§ ИСХОДНЫЙ ОТРЫВОК
^^^^^^^^
Весь год злилась его постам и нелепым комментариям в Фейсбуке, отвечала колкостями, переживала, что так и теряют друзей.
Оказалось, друзей теряют вот так: в Днепровском районе тремя выстрелами в спину.
Жаль, так и не выпьем в Стамбуле, Аркаш.
Тимур Олевский
Я отключил телефон, чтобы не читать ничего сразу. Я так же сделал недавно с постами Аркадия, чтобы не читать их сразу. Они все равно попадались мне на глаза, только чуть позже.
Я отключил телефон так, чтобы мне не смог дозвониться редактор. Я отключил телефон, чтобы не читать сегодня новости о расследовании и не видеть реакции официальных лиц. Меня вообще не интересует, что скажут об убийстве Бабченко в Кремле, на Старой площади или на Банковой улице. Все, что надо знать, уже случилось. Аркадий Бабченко убит.
Аркадий сам написал все о своей жизни и своей смерти.
Это случилось, кажется, после протестов 2011 года, когда оппозиция окончательно проиграла.
Тексты Бабченко стали утешением для людей, которые хотят справедливости, но не могут для этого ничего сделать. Они стали похожи на советские кухонные разговоры, где все готовы хоть завтра брать Кремль и под утро молча расходятся по домам.
В текстах Бабченко каждый мог поставить себя на его место, грозя кулаком в спину этим. В спину гопнику в метро, в спину полицейскому ночью на улице, богачу на дороге, в бесцветные глаза оперативника, в глазок закрытой камеры, вслед продажному пожарному, армейской колонне, зарплатной ведомости, управлению культуры, судье, газете, всей стране, живущей как во сне.
^^^^^^^^
§ НАБОР ЗАДАНИЙ
1. Ответьте на вопросы по тексту об Аркадии Бабченко:
(а) В каком районе и сколькими выстрелами, по тексту, теряют друзей?
(б) На что стали похожи тексты Бабченко?
(в) Какие три места названы там, где автора не интересует, что скажут об убийстве?
2. Определите, согласуются ли утверждения с текстом об Аркадии Бабченко. Для каждого ответьте «да» или «нет» и приведите решающие слова текста.
(а) В начале текста речь идёт о постах и комментариях в Инстаграме.
(б) Тексты Бабченко стали утешением для людей, которые хотят справедливости.
(в) Автор отключил телефон, чтобы сегодня сразу прочитать новости о расследовании.

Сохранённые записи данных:
^^^^^^^^
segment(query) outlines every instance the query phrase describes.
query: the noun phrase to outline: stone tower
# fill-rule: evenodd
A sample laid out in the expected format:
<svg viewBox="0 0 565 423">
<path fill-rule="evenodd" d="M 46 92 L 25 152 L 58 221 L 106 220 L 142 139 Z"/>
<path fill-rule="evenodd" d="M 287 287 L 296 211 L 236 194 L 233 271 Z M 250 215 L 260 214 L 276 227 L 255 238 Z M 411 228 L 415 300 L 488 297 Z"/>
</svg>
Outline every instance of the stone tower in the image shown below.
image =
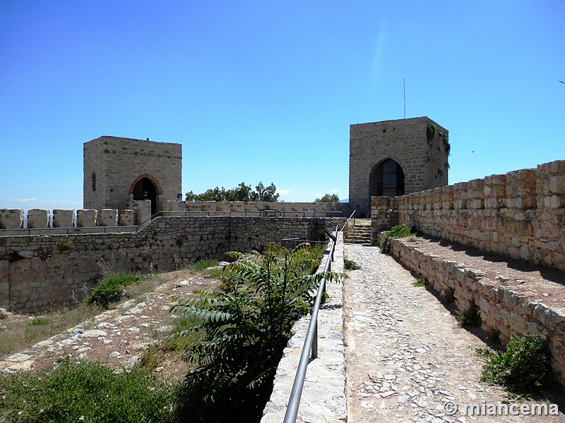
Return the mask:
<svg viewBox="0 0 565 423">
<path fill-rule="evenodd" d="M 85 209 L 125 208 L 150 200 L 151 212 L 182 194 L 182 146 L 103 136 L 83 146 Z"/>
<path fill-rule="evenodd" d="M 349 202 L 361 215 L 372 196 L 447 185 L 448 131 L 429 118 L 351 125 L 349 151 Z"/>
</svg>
^^^^^^^^
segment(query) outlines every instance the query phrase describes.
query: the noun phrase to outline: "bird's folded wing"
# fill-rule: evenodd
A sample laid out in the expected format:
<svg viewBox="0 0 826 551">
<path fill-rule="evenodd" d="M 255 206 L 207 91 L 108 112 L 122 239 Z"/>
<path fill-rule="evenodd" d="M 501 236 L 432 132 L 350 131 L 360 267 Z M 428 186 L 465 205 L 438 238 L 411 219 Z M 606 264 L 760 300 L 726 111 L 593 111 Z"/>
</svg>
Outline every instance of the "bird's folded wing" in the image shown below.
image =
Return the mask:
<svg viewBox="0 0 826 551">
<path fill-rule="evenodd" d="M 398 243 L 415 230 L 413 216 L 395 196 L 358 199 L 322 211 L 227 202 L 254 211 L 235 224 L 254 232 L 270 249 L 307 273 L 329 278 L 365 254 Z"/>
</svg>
^^^^^^^^
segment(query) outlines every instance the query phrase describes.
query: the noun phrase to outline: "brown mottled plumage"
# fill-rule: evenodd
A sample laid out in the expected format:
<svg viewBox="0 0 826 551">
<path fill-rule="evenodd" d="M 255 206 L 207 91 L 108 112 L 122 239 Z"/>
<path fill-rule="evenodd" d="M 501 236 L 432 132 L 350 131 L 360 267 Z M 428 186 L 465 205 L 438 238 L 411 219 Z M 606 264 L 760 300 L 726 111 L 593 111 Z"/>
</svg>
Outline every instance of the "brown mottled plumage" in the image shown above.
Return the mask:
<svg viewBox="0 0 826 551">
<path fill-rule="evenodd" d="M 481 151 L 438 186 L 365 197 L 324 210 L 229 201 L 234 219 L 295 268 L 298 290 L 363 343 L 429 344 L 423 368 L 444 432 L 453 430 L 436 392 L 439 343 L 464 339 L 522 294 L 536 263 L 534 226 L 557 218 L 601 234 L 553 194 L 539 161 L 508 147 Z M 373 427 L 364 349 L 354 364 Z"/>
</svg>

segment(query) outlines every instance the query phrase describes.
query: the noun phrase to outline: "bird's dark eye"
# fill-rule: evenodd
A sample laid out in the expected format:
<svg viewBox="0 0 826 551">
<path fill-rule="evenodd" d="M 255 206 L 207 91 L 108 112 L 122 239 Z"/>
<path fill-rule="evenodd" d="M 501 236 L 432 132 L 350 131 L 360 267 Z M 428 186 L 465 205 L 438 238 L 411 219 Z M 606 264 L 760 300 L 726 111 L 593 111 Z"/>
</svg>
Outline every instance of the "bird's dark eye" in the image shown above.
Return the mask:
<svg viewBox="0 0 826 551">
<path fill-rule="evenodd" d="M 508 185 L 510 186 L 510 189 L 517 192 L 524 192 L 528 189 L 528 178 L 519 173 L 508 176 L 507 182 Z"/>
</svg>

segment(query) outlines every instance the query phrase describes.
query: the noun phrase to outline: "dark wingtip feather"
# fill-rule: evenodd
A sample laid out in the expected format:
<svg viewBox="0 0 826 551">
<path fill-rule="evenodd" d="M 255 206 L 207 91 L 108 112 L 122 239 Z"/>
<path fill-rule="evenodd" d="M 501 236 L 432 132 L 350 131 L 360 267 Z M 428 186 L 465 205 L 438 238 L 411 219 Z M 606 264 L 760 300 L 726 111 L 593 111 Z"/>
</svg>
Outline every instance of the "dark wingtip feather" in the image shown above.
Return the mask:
^^^^^^^^
§ ОТВЕТЫ ПО ЗАДАНИЯМ
1.
(а) В Днепровском районе, тремя выстрелами в спину.
(б) На советские кухонные разговоры.
(в) Кремль, Старая площадь и Банковая улица.

2.
(а) Нет: «Весь год злилась его постам и нелепым комментариям в Фейсбуке».
(б) Да: «Тексты Бабченко стали утешением для людей, которые хотят справедливости».
(в) Нет: «Я отключил телефон, чтобы не читать сегодня новости о расследовании».